Short task
Pick up the article below on how Gulf of Mexico marshes respond to sea level rise and carry it on from its final sentence.

Passage provided
--------------------
What Matters in a Marsh?

Published on: 10/24/2018
Region(s) of Study: Waterbodies / Gulf of Mexico

Study area and location of the Grand Bay estuary (b) and Weeks Bay estuary (c) in the NGOM as well as two synthetic storm tracks (a) used to consider storm surge and wave dissipation by the estuaries. The basemaps in this figure are screen captures of a World Imagery map in ArcGIS. Grand Bay is a marine-dominated estuary, while Weeks Bay is a mixed estuary, which experiences both marine and river influence on water level and sediment delivery. Credit: NOAA

Coastal wetlands are valuable ecosystems due to their role in coastal protection from flooding, water purification, carbon sequestration, erosion control and as a habitat and food source for many species. Estuaries in the Gulf of Mexico are microtidal, where the tidal range is less than two meters, making them more susceptible to sea level rise from drowning and a loss in marsh productivity.  Elevation is known to be an important variable, though to better understand how the dynamic coastal marsh environment responds to sea level rise, additional research is needed.

A new study clarifies this picture through assessing and comparing the dynamic response of marshes in two distinct microtidal estuaries with different characteristics, including Grand Bay, MS and Weeks Bay, AL (image to the right). Grand Bay is a marine-dominated estuary with little riverine sediment input and more uniform lowland topography, and Weeks Bay is “mixed” due to some river influence. This advances prior findings of a study of the fluvial-dominated (heavily river influenced) system in Apalachicola (FL). The collaborative work was led by researchers from Louisiana State University, the University of Central Florida, the University of South Carolina, and NOAA’s National Centers for Coastal Ocean Science (NCCOS), and was funded in part by the NCCOS Ecological Effects of Sea Level Rise (EESLR) Program.

The application of a coupled hydrodynamic-marsh model (Hydro-MEM) to assess and compare the two marshes under different sea level rise scenarios revealed the health (productivity), area, and location of remaining marsh. Multiple sea level rise scenarios were considered to cover the range of the most probable future conditions that can be used for restoration purposes by coastal managers. The results indicate that marine-dominated estuaries are at greater risk of collapse due to the low and relatively uniform platform topography and lack of sediment sources. Only at a low sea level rise scenario (8 inches by 2100) were marine-dominated and mixed microtidal estuaries found to be likely to maintain position (in this case increase in productivity) through an equilibrium between sea level rise and sediment deposition (platform accretion). At Intermediate-low sea level rise (20 inches by 2100), high productivity marsh area doubled through inland marsh area expansion for marine-dominated (Grand Bay). Under this scenario, for the mixed estuary (Weeks Bay) marsh area increased seven fold through expanding inland and maintaining much of the existing marsh. Demonstrating that even at these intermediate levels of sea level rise it will be critical to protect inland corridors that allow marsh expansion inland. The pattern was similar at higher sea level rise scenarios (47 – 78 inches by 2100), and because the marshes transition to open water, both ceased to dissipate waves or protect against storm surge.
--------------------
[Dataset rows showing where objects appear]
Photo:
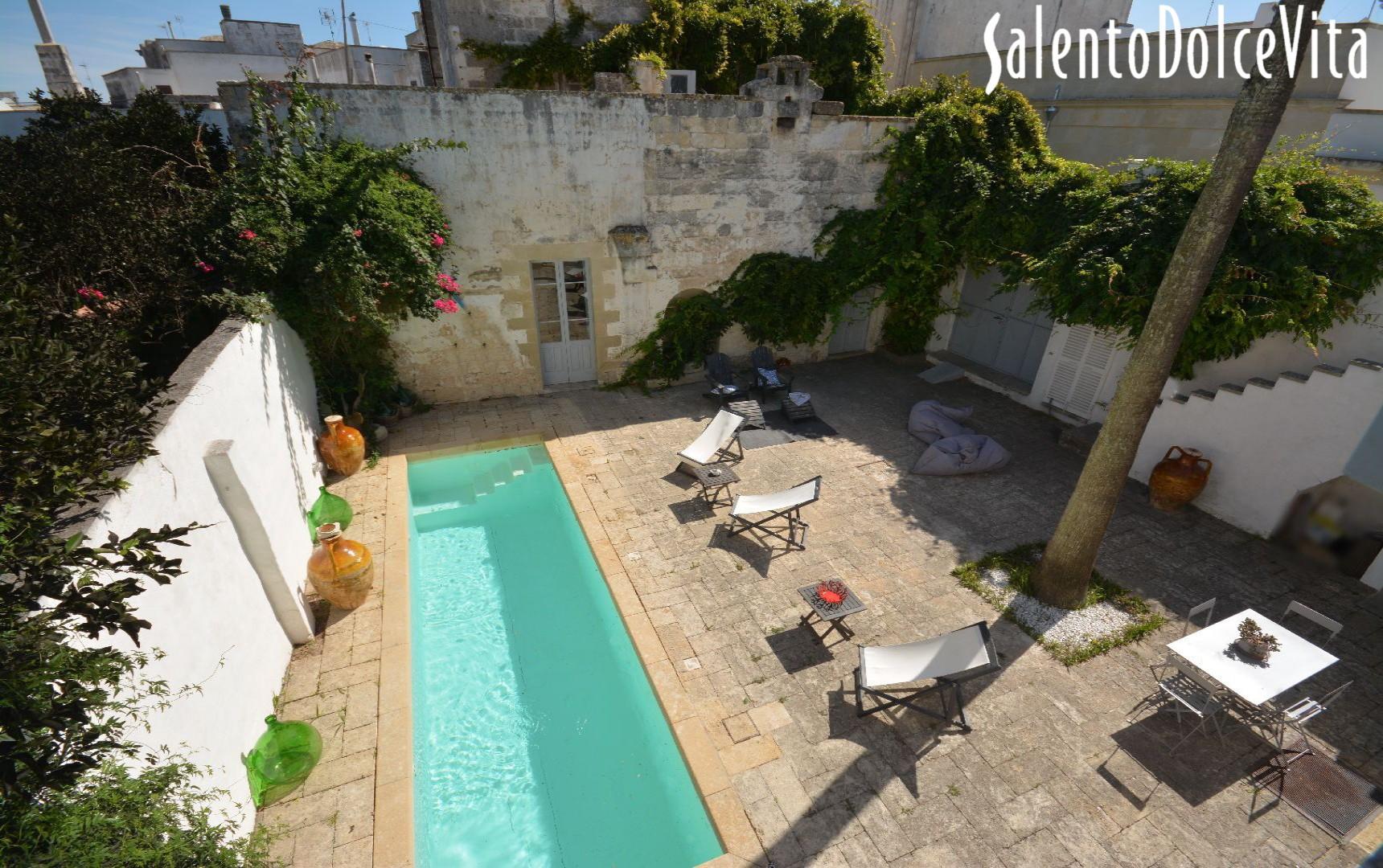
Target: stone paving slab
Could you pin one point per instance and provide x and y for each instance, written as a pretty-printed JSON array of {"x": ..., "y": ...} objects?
[{"x": 1053, "y": 773}]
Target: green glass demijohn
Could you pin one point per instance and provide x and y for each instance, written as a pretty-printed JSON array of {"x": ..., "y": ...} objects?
[
  {"x": 328, "y": 509},
  {"x": 281, "y": 760}
]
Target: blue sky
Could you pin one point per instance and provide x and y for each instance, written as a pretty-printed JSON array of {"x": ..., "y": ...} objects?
[
  {"x": 104, "y": 34},
  {"x": 101, "y": 35}
]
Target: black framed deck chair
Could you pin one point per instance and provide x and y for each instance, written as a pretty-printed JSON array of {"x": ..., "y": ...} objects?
[
  {"x": 768, "y": 376},
  {"x": 782, "y": 506},
  {"x": 948, "y": 661},
  {"x": 718, "y": 443},
  {"x": 720, "y": 376}
]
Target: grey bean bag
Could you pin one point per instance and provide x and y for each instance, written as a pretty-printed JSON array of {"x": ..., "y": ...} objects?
[
  {"x": 931, "y": 420},
  {"x": 964, "y": 453}
]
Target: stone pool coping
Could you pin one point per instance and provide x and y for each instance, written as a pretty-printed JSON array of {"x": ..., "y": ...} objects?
[{"x": 395, "y": 755}]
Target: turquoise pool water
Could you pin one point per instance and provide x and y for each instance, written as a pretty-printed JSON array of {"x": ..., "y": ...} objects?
[{"x": 537, "y": 739}]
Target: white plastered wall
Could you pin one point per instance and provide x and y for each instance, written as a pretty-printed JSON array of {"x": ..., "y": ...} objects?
[{"x": 249, "y": 383}]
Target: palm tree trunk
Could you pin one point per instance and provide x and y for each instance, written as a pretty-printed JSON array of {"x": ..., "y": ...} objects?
[{"x": 1064, "y": 574}]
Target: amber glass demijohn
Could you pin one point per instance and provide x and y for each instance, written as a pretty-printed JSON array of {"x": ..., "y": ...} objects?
[
  {"x": 340, "y": 570},
  {"x": 342, "y": 447}
]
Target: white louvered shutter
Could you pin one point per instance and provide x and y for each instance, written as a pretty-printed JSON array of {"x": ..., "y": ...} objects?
[{"x": 1081, "y": 368}]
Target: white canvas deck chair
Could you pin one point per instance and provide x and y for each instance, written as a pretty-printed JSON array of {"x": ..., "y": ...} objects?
[
  {"x": 716, "y": 441},
  {"x": 948, "y": 661},
  {"x": 783, "y": 505}
]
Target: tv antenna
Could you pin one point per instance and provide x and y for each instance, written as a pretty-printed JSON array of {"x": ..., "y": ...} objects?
[{"x": 328, "y": 19}]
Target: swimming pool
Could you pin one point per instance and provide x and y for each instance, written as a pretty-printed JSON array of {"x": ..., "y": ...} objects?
[{"x": 537, "y": 739}]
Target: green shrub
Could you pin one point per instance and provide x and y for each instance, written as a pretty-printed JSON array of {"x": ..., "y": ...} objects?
[
  {"x": 686, "y": 332},
  {"x": 154, "y": 817},
  {"x": 113, "y": 205},
  {"x": 342, "y": 238},
  {"x": 973, "y": 186},
  {"x": 722, "y": 40}
]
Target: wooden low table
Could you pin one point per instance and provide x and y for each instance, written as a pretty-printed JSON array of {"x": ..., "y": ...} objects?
[
  {"x": 833, "y": 616},
  {"x": 797, "y": 412},
  {"x": 716, "y": 481},
  {"x": 750, "y": 409}
]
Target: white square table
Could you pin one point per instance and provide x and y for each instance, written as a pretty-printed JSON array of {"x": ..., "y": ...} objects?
[{"x": 1254, "y": 682}]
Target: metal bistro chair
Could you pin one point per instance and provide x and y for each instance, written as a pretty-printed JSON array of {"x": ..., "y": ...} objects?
[
  {"x": 1295, "y": 718},
  {"x": 1200, "y": 608},
  {"x": 1314, "y": 616},
  {"x": 1185, "y": 690}
]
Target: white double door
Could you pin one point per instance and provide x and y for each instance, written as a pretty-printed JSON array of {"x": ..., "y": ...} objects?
[{"x": 562, "y": 301}]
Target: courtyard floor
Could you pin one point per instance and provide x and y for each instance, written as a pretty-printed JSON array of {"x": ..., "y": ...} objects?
[{"x": 1053, "y": 773}]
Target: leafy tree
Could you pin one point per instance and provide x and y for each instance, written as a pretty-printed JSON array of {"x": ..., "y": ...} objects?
[
  {"x": 1064, "y": 572},
  {"x": 342, "y": 238},
  {"x": 971, "y": 184},
  {"x": 724, "y": 40},
  {"x": 74, "y": 788},
  {"x": 111, "y": 207}
]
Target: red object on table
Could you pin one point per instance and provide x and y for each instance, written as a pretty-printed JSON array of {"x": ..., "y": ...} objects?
[{"x": 831, "y": 592}]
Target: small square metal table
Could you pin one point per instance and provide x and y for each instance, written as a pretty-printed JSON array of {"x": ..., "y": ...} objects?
[
  {"x": 830, "y": 614},
  {"x": 797, "y": 412},
  {"x": 716, "y": 480},
  {"x": 1212, "y": 651}
]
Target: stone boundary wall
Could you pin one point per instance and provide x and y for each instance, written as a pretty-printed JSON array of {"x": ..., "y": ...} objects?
[{"x": 703, "y": 182}]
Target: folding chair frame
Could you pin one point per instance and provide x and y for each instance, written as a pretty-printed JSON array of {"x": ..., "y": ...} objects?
[
  {"x": 795, "y": 534},
  {"x": 949, "y": 687},
  {"x": 724, "y": 453}
]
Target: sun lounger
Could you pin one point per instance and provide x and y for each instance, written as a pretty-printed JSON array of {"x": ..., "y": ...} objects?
[
  {"x": 783, "y": 505},
  {"x": 716, "y": 441},
  {"x": 948, "y": 661}
]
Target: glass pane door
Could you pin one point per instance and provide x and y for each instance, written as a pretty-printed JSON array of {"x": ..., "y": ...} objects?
[{"x": 562, "y": 309}]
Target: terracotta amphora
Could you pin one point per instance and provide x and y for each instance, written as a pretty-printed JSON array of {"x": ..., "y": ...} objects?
[
  {"x": 342, "y": 447},
  {"x": 1176, "y": 481},
  {"x": 340, "y": 570}
]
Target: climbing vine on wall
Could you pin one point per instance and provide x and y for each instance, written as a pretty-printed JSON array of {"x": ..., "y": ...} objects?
[
  {"x": 722, "y": 40},
  {"x": 973, "y": 186},
  {"x": 343, "y": 240}
]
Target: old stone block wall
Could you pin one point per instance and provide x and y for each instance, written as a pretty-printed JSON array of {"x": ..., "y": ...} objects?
[{"x": 548, "y": 176}]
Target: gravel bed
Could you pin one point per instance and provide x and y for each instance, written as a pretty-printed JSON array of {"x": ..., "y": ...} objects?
[{"x": 1072, "y": 628}]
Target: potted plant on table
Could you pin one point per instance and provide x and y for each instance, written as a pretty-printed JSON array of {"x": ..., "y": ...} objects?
[{"x": 1254, "y": 641}]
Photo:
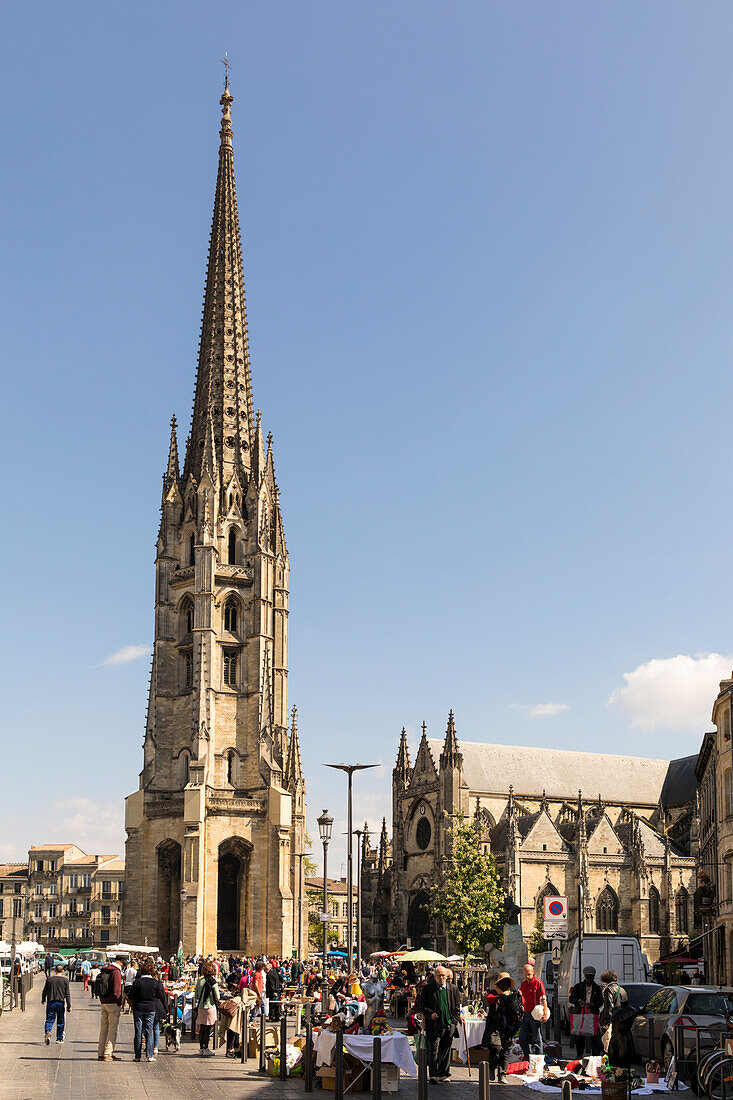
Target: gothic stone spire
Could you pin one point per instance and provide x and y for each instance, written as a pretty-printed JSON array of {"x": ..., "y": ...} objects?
[{"x": 223, "y": 386}]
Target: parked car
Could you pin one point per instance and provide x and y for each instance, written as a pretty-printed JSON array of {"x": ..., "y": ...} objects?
[
  {"x": 689, "y": 1007},
  {"x": 639, "y": 992},
  {"x": 622, "y": 954}
]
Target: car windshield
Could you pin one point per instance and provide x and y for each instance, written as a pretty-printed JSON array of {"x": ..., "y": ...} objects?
[{"x": 709, "y": 1004}]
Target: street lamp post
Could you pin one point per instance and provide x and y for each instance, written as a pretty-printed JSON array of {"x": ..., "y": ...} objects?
[
  {"x": 360, "y": 858},
  {"x": 349, "y": 769},
  {"x": 299, "y": 856},
  {"x": 325, "y": 826}
]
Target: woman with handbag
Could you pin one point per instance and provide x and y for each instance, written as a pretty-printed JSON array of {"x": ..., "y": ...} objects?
[{"x": 206, "y": 999}]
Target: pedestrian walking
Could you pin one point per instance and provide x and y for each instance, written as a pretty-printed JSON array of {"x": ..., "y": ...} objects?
[
  {"x": 206, "y": 1001},
  {"x": 586, "y": 1002},
  {"x": 504, "y": 1012},
  {"x": 144, "y": 992},
  {"x": 534, "y": 1002},
  {"x": 56, "y": 996},
  {"x": 441, "y": 1010},
  {"x": 109, "y": 987},
  {"x": 130, "y": 975}
]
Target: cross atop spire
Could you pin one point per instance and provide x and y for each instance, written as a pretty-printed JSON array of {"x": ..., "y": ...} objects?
[{"x": 223, "y": 383}]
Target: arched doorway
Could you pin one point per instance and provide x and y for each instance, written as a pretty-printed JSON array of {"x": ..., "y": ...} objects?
[
  {"x": 232, "y": 894},
  {"x": 418, "y": 920},
  {"x": 168, "y": 897}
]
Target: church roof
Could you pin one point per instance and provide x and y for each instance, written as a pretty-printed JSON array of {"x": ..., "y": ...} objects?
[{"x": 491, "y": 769}]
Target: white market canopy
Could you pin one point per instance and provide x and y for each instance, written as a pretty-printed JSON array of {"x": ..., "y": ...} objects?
[{"x": 131, "y": 949}]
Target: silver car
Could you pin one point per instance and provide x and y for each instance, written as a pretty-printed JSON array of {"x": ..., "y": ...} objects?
[{"x": 689, "y": 1007}]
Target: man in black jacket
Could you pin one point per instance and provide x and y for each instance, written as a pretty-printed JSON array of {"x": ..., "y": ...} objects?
[
  {"x": 587, "y": 997},
  {"x": 441, "y": 1009}
]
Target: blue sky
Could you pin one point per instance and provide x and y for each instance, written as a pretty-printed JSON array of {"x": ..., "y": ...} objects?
[{"x": 488, "y": 257}]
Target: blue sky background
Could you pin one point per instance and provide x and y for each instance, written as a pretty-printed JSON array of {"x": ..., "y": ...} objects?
[{"x": 489, "y": 270}]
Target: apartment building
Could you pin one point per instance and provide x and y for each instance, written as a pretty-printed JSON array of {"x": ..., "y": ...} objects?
[
  {"x": 74, "y": 899},
  {"x": 13, "y": 901},
  {"x": 338, "y": 908}
]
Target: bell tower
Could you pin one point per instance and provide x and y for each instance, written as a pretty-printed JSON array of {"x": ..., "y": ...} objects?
[{"x": 220, "y": 806}]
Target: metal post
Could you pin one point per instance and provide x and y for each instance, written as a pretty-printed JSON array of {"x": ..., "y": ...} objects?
[
  {"x": 262, "y": 1041},
  {"x": 376, "y": 1068},
  {"x": 349, "y": 879},
  {"x": 338, "y": 1063},
  {"x": 422, "y": 1071},
  {"x": 484, "y": 1087},
  {"x": 244, "y": 1035},
  {"x": 308, "y": 1055},
  {"x": 360, "y": 857},
  {"x": 283, "y": 1047},
  {"x": 324, "y": 987}
]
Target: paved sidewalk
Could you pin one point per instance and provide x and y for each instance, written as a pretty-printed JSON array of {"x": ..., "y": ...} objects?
[{"x": 31, "y": 1070}]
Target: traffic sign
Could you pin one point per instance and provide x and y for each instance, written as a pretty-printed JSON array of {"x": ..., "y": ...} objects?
[{"x": 556, "y": 909}]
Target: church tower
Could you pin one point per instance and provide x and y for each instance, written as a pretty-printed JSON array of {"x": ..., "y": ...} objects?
[{"x": 220, "y": 809}]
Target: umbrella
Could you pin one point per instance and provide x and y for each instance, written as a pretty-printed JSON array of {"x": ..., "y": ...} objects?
[{"x": 423, "y": 956}]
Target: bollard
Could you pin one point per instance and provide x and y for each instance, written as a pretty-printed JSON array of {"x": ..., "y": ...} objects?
[
  {"x": 244, "y": 1034},
  {"x": 262, "y": 1041},
  {"x": 376, "y": 1068},
  {"x": 484, "y": 1087},
  {"x": 338, "y": 1063},
  {"x": 422, "y": 1070},
  {"x": 283, "y": 1048},
  {"x": 308, "y": 1055}
]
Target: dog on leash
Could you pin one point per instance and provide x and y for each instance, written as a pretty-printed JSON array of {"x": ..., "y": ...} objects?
[{"x": 172, "y": 1036}]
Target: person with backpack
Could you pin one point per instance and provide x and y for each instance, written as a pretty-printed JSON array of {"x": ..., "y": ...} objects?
[
  {"x": 206, "y": 1002},
  {"x": 145, "y": 993},
  {"x": 504, "y": 1014},
  {"x": 56, "y": 996},
  {"x": 613, "y": 996},
  {"x": 109, "y": 991}
]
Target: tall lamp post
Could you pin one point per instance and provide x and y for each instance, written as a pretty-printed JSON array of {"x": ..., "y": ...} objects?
[
  {"x": 349, "y": 769},
  {"x": 299, "y": 856},
  {"x": 360, "y": 858},
  {"x": 325, "y": 826}
]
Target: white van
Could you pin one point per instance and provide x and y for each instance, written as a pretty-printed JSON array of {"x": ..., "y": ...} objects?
[{"x": 622, "y": 954}]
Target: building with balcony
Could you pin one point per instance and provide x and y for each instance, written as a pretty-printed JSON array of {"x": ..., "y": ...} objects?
[
  {"x": 13, "y": 901},
  {"x": 338, "y": 909},
  {"x": 74, "y": 899}
]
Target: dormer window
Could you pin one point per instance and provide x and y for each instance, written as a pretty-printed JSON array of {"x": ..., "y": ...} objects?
[{"x": 230, "y": 615}]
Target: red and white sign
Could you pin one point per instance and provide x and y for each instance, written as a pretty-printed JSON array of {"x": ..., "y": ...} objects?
[{"x": 556, "y": 909}]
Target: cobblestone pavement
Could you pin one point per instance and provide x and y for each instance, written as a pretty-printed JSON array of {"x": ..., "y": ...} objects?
[{"x": 31, "y": 1070}]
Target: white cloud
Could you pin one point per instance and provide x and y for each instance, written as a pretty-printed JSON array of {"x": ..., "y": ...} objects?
[
  {"x": 127, "y": 653},
  {"x": 673, "y": 692},
  {"x": 540, "y": 710}
]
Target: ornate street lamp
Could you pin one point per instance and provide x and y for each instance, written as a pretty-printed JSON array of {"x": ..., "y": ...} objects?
[{"x": 325, "y": 826}]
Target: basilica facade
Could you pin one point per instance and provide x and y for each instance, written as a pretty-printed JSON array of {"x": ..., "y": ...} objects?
[
  {"x": 219, "y": 812},
  {"x": 623, "y": 827}
]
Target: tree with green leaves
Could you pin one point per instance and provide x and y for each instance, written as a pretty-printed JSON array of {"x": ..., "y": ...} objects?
[{"x": 470, "y": 900}]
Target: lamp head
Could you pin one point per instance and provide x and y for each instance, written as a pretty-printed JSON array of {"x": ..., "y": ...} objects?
[{"x": 325, "y": 826}]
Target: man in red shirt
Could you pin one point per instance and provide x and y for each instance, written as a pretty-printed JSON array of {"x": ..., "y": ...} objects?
[{"x": 533, "y": 994}]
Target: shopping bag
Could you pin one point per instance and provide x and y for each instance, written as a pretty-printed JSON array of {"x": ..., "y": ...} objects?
[{"x": 583, "y": 1023}]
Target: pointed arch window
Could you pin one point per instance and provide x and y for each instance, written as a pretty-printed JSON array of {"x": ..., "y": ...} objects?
[
  {"x": 606, "y": 911},
  {"x": 231, "y": 611},
  {"x": 230, "y": 659},
  {"x": 681, "y": 911},
  {"x": 654, "y": 911}
]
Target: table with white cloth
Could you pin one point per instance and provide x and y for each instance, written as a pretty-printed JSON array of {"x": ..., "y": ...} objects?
[
  {"x": 473, "y": 1033},
  {"x": 395, "y": 1049}
]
--------------------
Answer
This research helps guide future restoration projects in the Gulf of Mexico and beyond. The Hydro-MEM modeling approach used in this study was completed in partnership with local coastal managers and can be applied to other marsh systems. In particular, findings can aid coastal managers in making informed decisions on how best to protect their local ecological resources. This can include decisions for prioritizing restoration projects, protecting developed and undeveloped land, and for land acquisition planning to identify land that could be protected to allow the marsh to naturally migrate.

This work was funded in part through two EESLR awards, including one that has completed and one that is underway.  The project represents a successful partnership between academic, and NOAA Scientists.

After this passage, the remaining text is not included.